- WORK TO DO
Convert the listing below into a JSON list of strings with one string per line, covering the whole listing and skipping any blank lines. Leave the pictures out of the list.

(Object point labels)
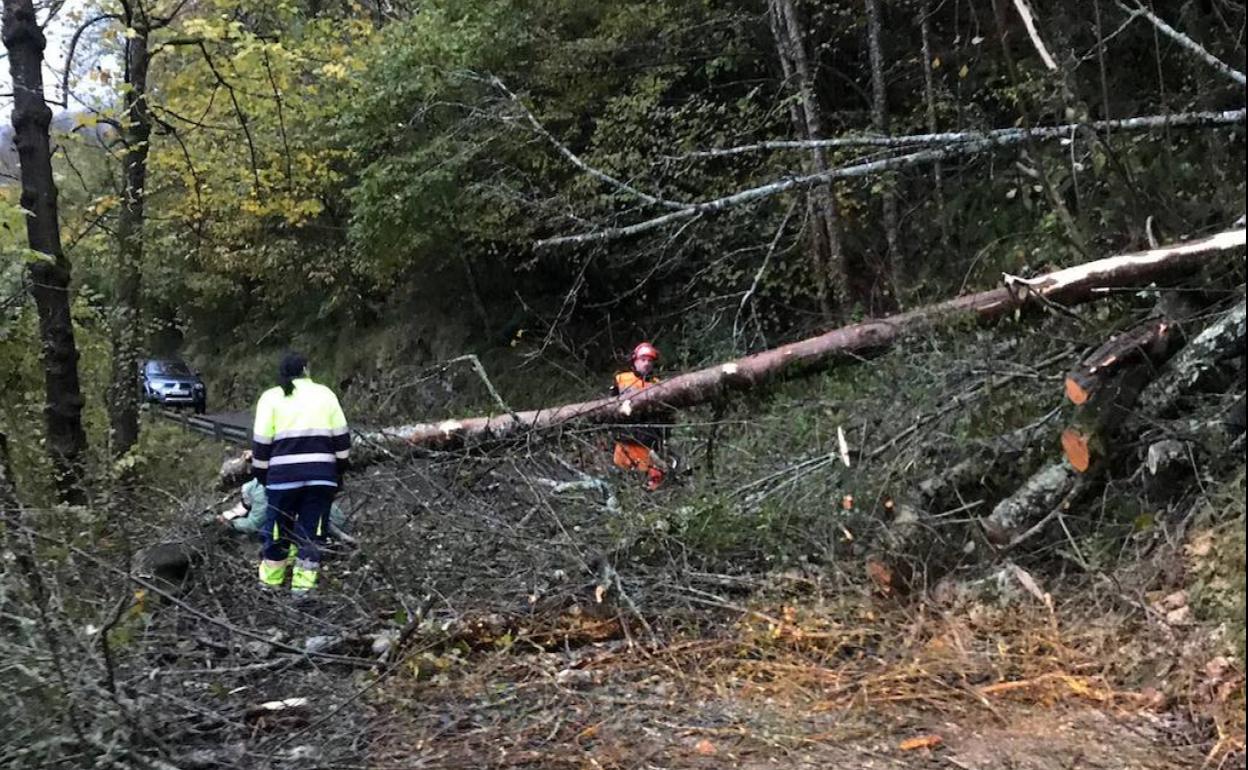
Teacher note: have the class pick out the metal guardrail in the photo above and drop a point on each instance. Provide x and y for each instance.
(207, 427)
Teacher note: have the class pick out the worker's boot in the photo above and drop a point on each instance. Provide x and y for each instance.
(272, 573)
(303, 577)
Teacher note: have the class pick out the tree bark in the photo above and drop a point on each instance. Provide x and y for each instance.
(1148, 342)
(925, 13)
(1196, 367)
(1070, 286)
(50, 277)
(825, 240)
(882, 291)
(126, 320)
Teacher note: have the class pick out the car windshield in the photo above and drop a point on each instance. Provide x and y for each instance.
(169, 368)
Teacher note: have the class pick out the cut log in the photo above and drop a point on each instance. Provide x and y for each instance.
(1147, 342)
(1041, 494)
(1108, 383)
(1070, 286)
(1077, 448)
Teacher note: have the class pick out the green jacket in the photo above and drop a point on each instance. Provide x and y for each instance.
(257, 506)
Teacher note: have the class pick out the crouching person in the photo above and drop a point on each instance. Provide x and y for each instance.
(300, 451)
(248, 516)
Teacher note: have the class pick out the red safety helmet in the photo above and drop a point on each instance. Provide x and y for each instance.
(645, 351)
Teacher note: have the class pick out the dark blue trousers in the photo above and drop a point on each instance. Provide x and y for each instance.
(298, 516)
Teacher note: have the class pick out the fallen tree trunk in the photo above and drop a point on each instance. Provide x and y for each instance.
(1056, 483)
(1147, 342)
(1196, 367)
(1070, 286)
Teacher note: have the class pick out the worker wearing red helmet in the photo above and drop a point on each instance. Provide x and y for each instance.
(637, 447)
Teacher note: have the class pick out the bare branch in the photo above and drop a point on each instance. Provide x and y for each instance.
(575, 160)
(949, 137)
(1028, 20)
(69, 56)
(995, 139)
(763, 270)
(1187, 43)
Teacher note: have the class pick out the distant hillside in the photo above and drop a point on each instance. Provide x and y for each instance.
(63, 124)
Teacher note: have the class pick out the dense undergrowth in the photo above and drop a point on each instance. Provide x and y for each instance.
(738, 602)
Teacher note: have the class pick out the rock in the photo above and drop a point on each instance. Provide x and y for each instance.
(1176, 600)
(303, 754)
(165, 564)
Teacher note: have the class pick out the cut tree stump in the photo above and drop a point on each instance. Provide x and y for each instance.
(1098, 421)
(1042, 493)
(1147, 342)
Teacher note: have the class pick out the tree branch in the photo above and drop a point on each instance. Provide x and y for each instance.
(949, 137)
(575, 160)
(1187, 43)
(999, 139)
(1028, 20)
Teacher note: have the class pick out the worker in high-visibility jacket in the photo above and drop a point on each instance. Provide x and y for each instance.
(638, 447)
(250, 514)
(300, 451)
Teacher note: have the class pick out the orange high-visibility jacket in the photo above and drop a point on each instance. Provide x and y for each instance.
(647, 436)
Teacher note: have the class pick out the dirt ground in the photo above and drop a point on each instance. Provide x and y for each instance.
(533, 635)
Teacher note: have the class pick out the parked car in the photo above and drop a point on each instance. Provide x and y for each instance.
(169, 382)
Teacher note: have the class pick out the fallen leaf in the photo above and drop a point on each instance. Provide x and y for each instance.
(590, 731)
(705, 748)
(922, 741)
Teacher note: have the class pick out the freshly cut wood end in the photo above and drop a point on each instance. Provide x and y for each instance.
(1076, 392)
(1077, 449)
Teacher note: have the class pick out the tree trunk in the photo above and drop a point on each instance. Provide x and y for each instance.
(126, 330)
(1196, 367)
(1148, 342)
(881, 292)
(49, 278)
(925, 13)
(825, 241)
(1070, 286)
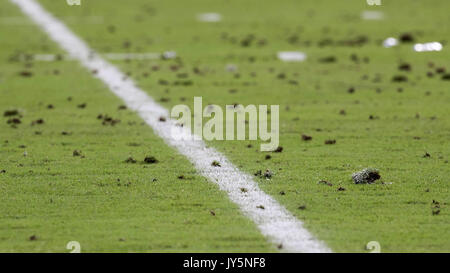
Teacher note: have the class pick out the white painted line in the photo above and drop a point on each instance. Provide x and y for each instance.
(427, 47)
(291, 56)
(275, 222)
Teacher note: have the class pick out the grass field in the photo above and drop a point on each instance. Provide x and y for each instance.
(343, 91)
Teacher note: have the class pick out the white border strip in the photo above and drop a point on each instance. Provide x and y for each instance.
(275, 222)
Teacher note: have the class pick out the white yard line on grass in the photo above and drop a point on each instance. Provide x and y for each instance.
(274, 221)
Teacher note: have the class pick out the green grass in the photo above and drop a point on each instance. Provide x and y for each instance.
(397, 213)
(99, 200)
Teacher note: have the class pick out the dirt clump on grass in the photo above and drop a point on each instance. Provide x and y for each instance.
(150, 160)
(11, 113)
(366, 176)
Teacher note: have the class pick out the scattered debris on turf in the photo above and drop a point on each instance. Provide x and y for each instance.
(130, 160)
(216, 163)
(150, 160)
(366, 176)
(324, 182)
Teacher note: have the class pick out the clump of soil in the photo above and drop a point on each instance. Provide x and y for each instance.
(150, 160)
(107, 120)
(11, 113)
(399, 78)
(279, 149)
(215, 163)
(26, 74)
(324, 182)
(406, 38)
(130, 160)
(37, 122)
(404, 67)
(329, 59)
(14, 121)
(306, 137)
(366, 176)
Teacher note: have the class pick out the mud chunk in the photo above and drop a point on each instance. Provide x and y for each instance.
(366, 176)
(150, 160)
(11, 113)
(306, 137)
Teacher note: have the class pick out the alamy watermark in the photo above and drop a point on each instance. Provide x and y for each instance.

- FINAL ANSWER
[
  "Teacher note: have the class pick out the metal guardrail in the photo above and drop a point on each instance. Provide x and y for each instance.",
  "(207, 427)",
  "Teacher note: have the class pick out the worker's boot in the photo above and drop a point on each instance. Provide x and y for each instance.",
  "(272, 573)",
  "(303, 577)",
  "Teacher note: have the class pick out the tree bark in the photo above and drop a point on each instance. Provide x and y for each instance.",
  "(1148, 342)",
  "(925, 13)",
  "(1196, 367)",
  "(1070, 286)",
  "(50, 277)",
  "(825, 240)",
  "(882, 291)",
  "(126, 320)",
  "Teacher note: have the class pick out the car windshield in the photo above and drop a point on each instance. Provide x and y for each instance.",
  "(169, 368)",
  "Teacher note: have the class pick out the cut log in the photo above and drop a point on each instance. Provide x and y for each instance.",
  "(1147, 342)",
  "(1041, 494)",
  "(1108, 383)",
  "(1070, 286)",
  "(1077, 448)",
  "Teacher note: have the class pick out the green jacket in the photo above and drop a point on each instance. Provide x and y for each instance.",
  "(257, 506)",
  "Teacher note: have the class pick out the crouching person in the photo above and drop a point on each instance. Provide x and y for each instance.",
  "(300, 451)",
  "(248, 516)",
  "Teacher note: have the class pick out the red safety helmet in the photo above and drop a point on each instance. Provide x and y for each instance.",
  "(645, 351)",
  "Teacher note: have the class pick out the dark blue trousers in the photo above and drop a point on each instance. Provide x and y for each instance.",
  "(298, 516)",
  "Teacher note: have the class pick out the fallen tree trunk in the photo above and drop a point on each instance. Provide x and y for each instance.",
  "(1056, 483)",
  "(1147, 342)",
  "(1196, 367)",
  "(1070, 286)",
  "Teacher note: have the class pick out the worker wearing red helmet in the photo above and drop a point on each instance. Provide x and y for each instance.",
  "(637, 447)",
  "Teacher note: have the class pick out the bare branch in the photo above and drop a point on each instance. Provide x and y for each instance.",
  "(575, 160)",
  "(949, 137)",
  "(1028, 20)",
  "(69, 56)",
  "(995, 139)",
  "(763, 270)",
  "(1187, 43)",
  "Teacher note: have the class pick out the distant hillside in the photo above and drop a point on each instance. Provide x and y for each instance.",
  "(63, 124)",
  "Teacher note: have the class pick out the dense undergrowth in the photo above and drop a point on each instance. Provide x and y for each instance.",
  "(738, 602)",
  "Teacher note: have the class pick out the rock in the photo above and drop a point on each instance. Provide x and y for each instance.",
  "(1176, 600)",
  "(303, 754)",
  "(165, 564)",
  "Teacher note: have the class pick out the cut tree stump in the photo above and drop a point on each instance. Provide x and y for each instance.",
  "(1098, 421)",
  "(1042, 493)",
  "(1147, 342)",
  "Teacher note: have the class pick out the tree branch in the photo above and drop a point on each instance. Provide x and y for each instance.",
  "(949, 137)",
  "(575, 160)",
  "(1187, 43)",
  "(999, 139)",
  "(1028, 20)",
  "Teacher note: have the class pick out the worker in high-visibility jacket in the photo above and drop a point on each instance. Provide x and y for each instance.",
  "(638, 447)",
  "(250, 514)",
  "(300, 451)",
  "Teacher note: have the class pick out the orange high-visibility jacket in the photo above and drop a point on each instance. Provide x and y for each instance.",
  "(647, 436)",
  "Teacher note: have the class pick out the dirt ground in the photo above and drop a point on each instance. Provide x and y for each instance.",
  "(533, 635)",
  "Teacher note: have the class pick out the parked car in the photo above and drop a point on each instance. Provide x and y for each instance.",
  "(169, 382)",
  "Teacher note: have the class pick out the fallen leaf in the photo above and drop a point on each instance. Provide x and y for each instance.",
  "(590, 731)",
  "(705, 748)",
  "(922, 741)",
  "Teacher note: have the class pick out the freshly cut wood end in the photo above and drop a point on each instance. Provide x and y for each instance.",
  "(1076, 392)",
  "(1077, 449)",
  "Teacher note: have the class pick out the tree trunk in the photo above and drop a point on each instance. Provide x and y for each instance.",
  "(126, 330)",
  "(1196, 367)",
  "(1148, 342)",
  "(881, 292)",
  "(49, 278)",
  "(925, 13)",
  "(825, 241)",
  "(1070, 286)",
  "Teacher note: have the class pick out the white painted line in the photo above and drop a point on each instance. Provide x and y for each instance.",
  "(427, 47)",
  "(291, 56)",
  "(275, 222)",
  "Teacher note: have the class pick out the grass field in the photo above and drop a point on each instance. Provide x and y for each instance.",
  "(343, 91)",
  "Teacher note: have the class pick out the white border strip in the photo above and drop a point on each instance. Provide x and y for each instance.",
  "(275, 222)",
  "Teacher note: have the class pick out the white yard line on grass in the photo above and drop a point on each instance. Provide x and y for each instance.",
  "(274, 221)",
  "Teacher note: have the class pick out the green grass in the photo above and drop a point on each instance. Provide x and y for each instance.",
  "(397, 213)",
  "(99, 200)",
  "Teacher note: have the class pick out the dirt clump on grass in the photo above and drop a point on each instance. Provide x and y for each instance.",
  "(150, 160)",
  "(11, 113)",
  "(366, 176)",
  "Teacher note: have the class pick out the scattered debris on turf in the photo above and drop a point on each instance. Provide x and y for each instance.",
  "(130, 160)",
  "(216, 163)",
  "(150, 160)",
  "(366, 176)",
  "(324, 182)",
  "Teacher note: have the class pick out the clump of soil in the photo above and drop a point on each instance. Provide x and y for each instance.",
  "(150, 160)",
  "(107, 120)",
  "(11, 113)",
  "(399, 78)",
  "(279, 149)",
  "(215, 163)",
  "(26, 74)",
  "(324, 182)",
  "(406, 38)",
  "(130, 160)",
  "(37, 122)",
  "(404, 67)",
  "(329, 59)",
  "(14, 121)",
  "(306, 137)",
  "(366, 176)",
  "Teacher note: have the class pick out the mud chunk in the photo above and drop a point on each instance. Provide x and y for each instance.",
  "(366, 176)",
  "(150, 160)",
  "(11, 113)",
  "(306, 137)",
  "Teacher note: have the class pick out the alamy watermark in the photo above and drop a point on each instance. Provide x and y for each instance."
]